* **SHORT PROBLEM**: Count the lines in the records below that contain the word "jacket". Give only the number.

* **DATA FOR PROCESSING**:

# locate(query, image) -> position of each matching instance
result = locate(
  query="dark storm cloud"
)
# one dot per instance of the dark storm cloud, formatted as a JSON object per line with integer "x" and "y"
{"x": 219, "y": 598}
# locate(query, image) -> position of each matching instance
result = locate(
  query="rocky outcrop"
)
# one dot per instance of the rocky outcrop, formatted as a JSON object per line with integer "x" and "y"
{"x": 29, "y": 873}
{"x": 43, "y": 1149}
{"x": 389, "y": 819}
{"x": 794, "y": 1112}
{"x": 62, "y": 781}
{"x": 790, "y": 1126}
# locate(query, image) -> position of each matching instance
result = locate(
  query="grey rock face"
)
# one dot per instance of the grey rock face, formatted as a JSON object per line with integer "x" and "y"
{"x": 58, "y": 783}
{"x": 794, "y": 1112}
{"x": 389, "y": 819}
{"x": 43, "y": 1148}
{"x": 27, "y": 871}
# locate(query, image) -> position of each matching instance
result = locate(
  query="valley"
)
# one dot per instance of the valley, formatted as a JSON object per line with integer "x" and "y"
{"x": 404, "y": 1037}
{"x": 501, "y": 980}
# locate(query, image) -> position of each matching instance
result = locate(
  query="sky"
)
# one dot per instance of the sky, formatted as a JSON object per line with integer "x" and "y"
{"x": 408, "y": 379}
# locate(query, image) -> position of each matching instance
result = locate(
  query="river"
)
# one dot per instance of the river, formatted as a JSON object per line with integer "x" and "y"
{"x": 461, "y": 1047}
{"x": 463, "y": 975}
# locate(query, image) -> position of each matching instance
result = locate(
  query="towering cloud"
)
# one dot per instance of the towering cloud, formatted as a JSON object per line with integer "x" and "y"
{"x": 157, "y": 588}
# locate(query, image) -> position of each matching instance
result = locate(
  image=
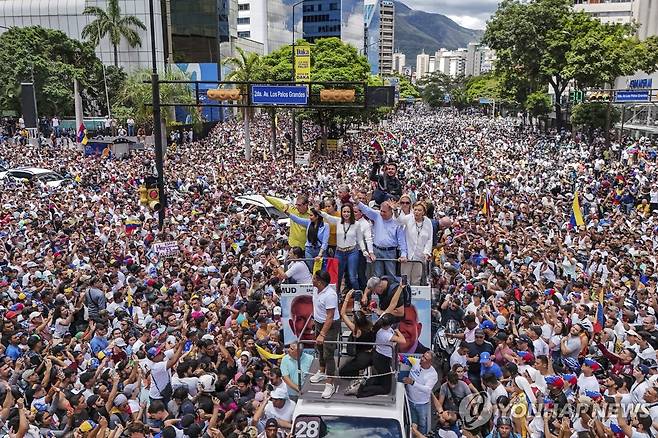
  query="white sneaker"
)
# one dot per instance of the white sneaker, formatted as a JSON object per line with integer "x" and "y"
{"x": 329, "y": 390}
{"x": 353, "y": 389}
{"x": 318, "y": 377}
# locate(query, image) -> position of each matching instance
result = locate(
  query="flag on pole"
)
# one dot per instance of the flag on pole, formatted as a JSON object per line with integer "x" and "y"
{"x": 82, "y": 134}
{"x": 376, "y": 145}
{"x": 576, "y": 214}
{"x": 600, "y": 314}
{"x": 486, "y": 204}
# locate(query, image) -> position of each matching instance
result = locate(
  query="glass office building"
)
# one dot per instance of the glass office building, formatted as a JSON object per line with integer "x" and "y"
{"x": 334, "y": 18}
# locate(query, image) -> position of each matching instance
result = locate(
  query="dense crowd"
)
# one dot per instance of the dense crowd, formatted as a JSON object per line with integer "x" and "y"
{"x": 551, "y": 303}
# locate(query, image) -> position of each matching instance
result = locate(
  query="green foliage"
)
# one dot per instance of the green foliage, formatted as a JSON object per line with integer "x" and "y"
{"x": 545, "y": 41}
{"x": 592, "y": 115}
{"x": 538, "y": 104}
{"x": 435, "y": 86}
{"x": 136, "y": 94}
{"x": 53, "y": 60}
{"x": 487, "y": 85}
{"x": 111, "y": 22}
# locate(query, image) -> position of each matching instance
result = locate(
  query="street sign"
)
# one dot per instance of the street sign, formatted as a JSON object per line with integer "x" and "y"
{"x": 633, "y": 96}
{"x": 279, "y": 95}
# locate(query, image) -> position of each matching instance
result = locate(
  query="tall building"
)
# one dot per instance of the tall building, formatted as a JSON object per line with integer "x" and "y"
{"x": 66, "y": 15}
{"x": 617, "y": 11}
{"x": 451, "y": 62}
{"x": 479, "y": 59}
{"x": 399, "y": 62}
{"x": 379, "y": 25}
{"x": 422, "y": 65}
{"x": 269, "y": 22}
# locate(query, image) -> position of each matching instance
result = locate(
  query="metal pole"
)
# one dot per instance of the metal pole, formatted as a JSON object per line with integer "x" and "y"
{"x": 621, "y": 130}
{"x": 157, "y": 127}
{"x": 293, "y": 139}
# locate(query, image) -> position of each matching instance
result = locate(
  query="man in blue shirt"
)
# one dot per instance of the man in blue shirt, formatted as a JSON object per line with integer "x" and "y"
{"x": 487, "y": 366}
{"x": 387, "y": 237}
{"x": 99, "y": 342}
{"x": 289, "y": 368}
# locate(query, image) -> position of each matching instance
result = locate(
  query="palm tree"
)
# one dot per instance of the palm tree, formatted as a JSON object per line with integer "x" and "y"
{"x": 111, "y": 22}
{"x": 246, "y": 68}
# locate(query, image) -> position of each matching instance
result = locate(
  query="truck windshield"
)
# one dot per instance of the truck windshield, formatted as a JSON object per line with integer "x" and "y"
{"x": 348, "y": 427}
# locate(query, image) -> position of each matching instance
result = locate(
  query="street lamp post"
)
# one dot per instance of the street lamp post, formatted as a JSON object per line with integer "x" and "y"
{"x": 294, "y": 140}
{"x": 157, "y": 127}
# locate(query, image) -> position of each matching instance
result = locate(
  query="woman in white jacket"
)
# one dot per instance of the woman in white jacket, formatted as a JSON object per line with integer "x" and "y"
{"x": 418, "y": 230}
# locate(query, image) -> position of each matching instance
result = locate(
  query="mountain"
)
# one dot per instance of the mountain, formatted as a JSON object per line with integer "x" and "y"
{"x": 416, "y": 31}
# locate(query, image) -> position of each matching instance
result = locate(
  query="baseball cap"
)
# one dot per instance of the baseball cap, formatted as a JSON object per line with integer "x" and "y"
{"x": 279, "y": 394}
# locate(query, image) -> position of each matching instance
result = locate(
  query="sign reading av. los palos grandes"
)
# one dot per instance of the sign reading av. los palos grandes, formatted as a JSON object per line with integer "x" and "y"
{"x": 633, "y": 96}
{"x": 279, "y": 95}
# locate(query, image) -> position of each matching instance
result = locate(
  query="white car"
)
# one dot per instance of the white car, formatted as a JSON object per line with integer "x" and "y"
{"x": 50, "y": 178}
{"x": 264, "y": 207}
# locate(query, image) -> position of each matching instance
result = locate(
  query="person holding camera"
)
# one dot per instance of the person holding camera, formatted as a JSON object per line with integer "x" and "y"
{"x": 361, "y": 331}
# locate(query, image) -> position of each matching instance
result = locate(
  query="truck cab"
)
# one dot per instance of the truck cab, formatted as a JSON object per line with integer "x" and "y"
{"x": 380, "y": 416}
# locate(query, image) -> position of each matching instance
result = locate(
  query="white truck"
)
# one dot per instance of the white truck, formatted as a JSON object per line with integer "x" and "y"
{"x": 380, "y": 416}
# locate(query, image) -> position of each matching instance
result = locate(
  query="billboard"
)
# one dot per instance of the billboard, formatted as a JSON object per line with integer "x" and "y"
{"x": 206, "y": 71}
{"x": 416, "y": 326}
{"x": 303, "y": 63}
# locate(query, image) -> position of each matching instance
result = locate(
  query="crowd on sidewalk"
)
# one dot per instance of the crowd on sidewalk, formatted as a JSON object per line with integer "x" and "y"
{"x": 542, "y": 249}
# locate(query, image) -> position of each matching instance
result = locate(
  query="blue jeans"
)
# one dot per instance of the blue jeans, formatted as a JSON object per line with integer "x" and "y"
{"x": 311, "y": 252}
{"x": 348, "y": 261}
{"x": 385, "y": 268}
{"x": 420, "y": 415}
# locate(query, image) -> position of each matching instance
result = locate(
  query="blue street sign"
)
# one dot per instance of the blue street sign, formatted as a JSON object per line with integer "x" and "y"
{"x": 633, "y": 96}
{"x": 279, "y": 95}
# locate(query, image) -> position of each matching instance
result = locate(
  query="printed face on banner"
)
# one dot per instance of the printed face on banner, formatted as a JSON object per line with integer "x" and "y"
{"x": 296, "y": 309}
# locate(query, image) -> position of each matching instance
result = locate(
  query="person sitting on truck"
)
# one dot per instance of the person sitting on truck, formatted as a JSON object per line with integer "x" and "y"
{"x": 361, "y": 331}
{"x": 276, "y": 405}
{"x": 382, "y": 358}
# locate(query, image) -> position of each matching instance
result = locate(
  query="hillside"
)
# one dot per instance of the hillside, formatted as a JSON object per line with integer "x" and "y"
{"x": 418, "y": 30}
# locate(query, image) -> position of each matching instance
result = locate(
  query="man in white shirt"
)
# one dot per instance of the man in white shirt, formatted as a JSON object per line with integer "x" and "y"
{"x": 587, "y": 381}
{"x": 276, "y": 405}
{"x": 327, "y": 327}
{"x": 419, "y": 385}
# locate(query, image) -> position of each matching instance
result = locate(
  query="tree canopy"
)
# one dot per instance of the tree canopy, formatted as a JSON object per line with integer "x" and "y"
{"x": 53, "y": 60}
{"x": 545, "y": 42}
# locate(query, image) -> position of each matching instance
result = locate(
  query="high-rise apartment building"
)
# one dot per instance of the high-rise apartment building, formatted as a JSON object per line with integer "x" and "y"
{"x": 399, "y": 62}
{"x": 422, "y": 65}
{"x": 379, "y": 25}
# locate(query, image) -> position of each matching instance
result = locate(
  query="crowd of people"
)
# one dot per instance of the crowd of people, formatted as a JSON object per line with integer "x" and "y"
{"x": 554, "y": 300}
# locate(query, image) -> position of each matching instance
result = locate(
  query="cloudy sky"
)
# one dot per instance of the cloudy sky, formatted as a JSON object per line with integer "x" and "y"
{"x": 468, "y": 13}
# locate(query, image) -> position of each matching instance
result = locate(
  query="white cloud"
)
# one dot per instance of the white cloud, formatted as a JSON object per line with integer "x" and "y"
{"x": 469, "y": 21}
{"x": 472, "y": 14}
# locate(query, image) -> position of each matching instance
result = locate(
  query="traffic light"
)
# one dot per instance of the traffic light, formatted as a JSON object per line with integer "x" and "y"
{"x": 576, "y": 96}
{"x": 224, "y": 94}
{"x": 599, "y": 97}
{"x": 337, "y": 96}
{"x": 152, "y": 193}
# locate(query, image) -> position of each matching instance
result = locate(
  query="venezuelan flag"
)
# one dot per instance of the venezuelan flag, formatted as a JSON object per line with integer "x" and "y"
{"x": 132, "y": 225}
{"x": 266, "y": 355}
{"x": 486, "y": 204}
{"x": 576, "y": 214}
{"x": 600, "y": 314}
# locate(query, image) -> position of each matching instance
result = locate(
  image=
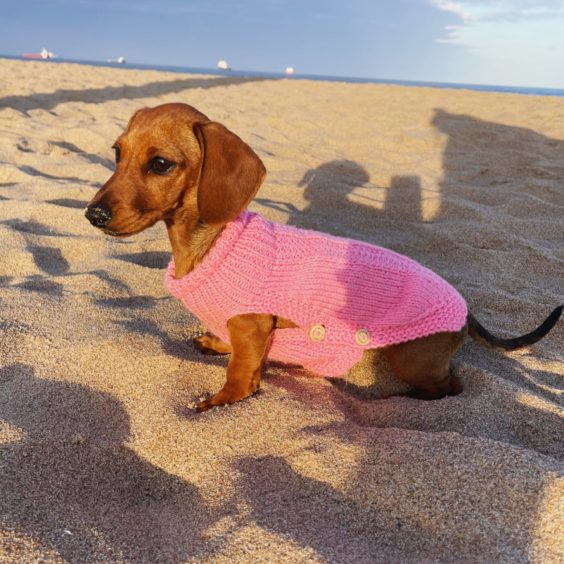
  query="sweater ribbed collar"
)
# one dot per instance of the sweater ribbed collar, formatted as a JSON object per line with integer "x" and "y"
{"x": 212, "y": 260}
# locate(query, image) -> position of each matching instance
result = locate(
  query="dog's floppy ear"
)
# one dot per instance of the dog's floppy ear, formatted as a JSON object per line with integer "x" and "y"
{"x": 230, "y": 175}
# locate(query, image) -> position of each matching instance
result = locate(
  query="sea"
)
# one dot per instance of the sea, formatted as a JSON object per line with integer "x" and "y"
{"x": 529, "y": 91}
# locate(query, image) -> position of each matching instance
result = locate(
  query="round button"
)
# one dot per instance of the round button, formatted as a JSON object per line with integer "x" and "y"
{"x": 362, "y": 337}
{"x": 317, "y": 333}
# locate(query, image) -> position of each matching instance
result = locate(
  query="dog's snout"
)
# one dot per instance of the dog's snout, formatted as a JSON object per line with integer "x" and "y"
{"x": 98, "y": 216}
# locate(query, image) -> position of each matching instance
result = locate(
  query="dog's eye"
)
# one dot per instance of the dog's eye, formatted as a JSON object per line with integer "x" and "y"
{"x": 160, "y": 165}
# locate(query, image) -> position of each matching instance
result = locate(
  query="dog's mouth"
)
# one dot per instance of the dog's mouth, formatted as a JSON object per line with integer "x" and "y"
{"x": 116, "y": 233}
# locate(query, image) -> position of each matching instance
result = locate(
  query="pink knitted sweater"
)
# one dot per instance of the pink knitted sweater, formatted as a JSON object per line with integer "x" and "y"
{"x": 345, "y": 296}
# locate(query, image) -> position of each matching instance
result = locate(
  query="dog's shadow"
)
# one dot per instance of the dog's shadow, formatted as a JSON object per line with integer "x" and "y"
{"x": 70, "y": 482}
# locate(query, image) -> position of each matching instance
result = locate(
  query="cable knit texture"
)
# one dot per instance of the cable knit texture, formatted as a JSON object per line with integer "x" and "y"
{"x": 345, "y": 296}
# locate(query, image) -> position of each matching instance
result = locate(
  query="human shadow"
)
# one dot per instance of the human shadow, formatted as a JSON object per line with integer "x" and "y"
{"x": 342, "y": 201}
{"x": 50, "y": 100}
{"x": 72, "y": 484}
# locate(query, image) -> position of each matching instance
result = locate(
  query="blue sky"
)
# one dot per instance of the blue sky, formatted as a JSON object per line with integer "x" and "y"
{"x": 504, "y": 42}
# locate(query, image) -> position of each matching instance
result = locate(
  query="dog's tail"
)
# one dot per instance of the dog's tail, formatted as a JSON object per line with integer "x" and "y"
{"x": 484, "y": 337}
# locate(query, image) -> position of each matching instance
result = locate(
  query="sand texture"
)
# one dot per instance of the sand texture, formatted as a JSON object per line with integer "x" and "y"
{"x": 102, "y": 457}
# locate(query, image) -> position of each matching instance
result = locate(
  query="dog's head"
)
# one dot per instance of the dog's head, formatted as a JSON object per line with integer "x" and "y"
{"x": 172, "y": 161}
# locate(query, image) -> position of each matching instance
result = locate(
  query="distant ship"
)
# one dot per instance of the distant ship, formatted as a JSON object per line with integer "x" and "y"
{"x": 43, "y": 54}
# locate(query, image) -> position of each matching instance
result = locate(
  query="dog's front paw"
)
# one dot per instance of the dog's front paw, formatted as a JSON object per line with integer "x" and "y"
{"x": 210, "y": 344}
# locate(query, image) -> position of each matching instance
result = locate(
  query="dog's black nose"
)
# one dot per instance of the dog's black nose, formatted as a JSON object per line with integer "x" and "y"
{"x": 98, "y": 216}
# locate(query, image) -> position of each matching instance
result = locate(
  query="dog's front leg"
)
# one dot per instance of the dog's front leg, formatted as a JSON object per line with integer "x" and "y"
{"x": 250, "y": 336}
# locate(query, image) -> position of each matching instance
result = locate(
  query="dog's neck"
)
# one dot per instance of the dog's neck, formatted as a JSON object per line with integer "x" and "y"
{"x": 190, "y": 241}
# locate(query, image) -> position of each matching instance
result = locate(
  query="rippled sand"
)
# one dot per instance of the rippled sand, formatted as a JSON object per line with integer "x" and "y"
{"x": 101, "y": 454}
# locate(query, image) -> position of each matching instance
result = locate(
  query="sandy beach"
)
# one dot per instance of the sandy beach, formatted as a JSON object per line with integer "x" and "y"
{"x": 102, "y": 456}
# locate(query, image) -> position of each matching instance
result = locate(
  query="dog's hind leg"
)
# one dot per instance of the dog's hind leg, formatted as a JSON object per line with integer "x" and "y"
{"x": 425, "y": 364}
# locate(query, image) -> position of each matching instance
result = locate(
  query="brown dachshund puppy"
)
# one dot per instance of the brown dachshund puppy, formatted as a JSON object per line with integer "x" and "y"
{"x": 175, "y": 165}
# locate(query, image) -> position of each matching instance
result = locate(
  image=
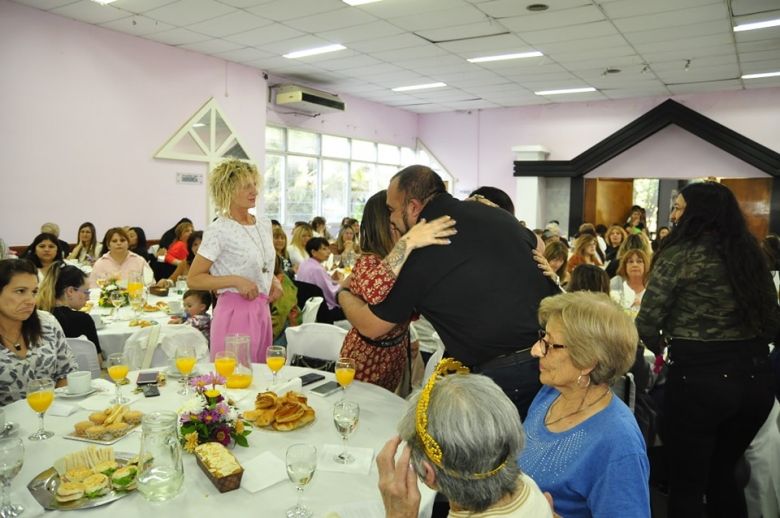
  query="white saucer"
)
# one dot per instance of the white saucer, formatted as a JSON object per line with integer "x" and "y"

* **RESPONSE FOR THIS EXERCISE**: 2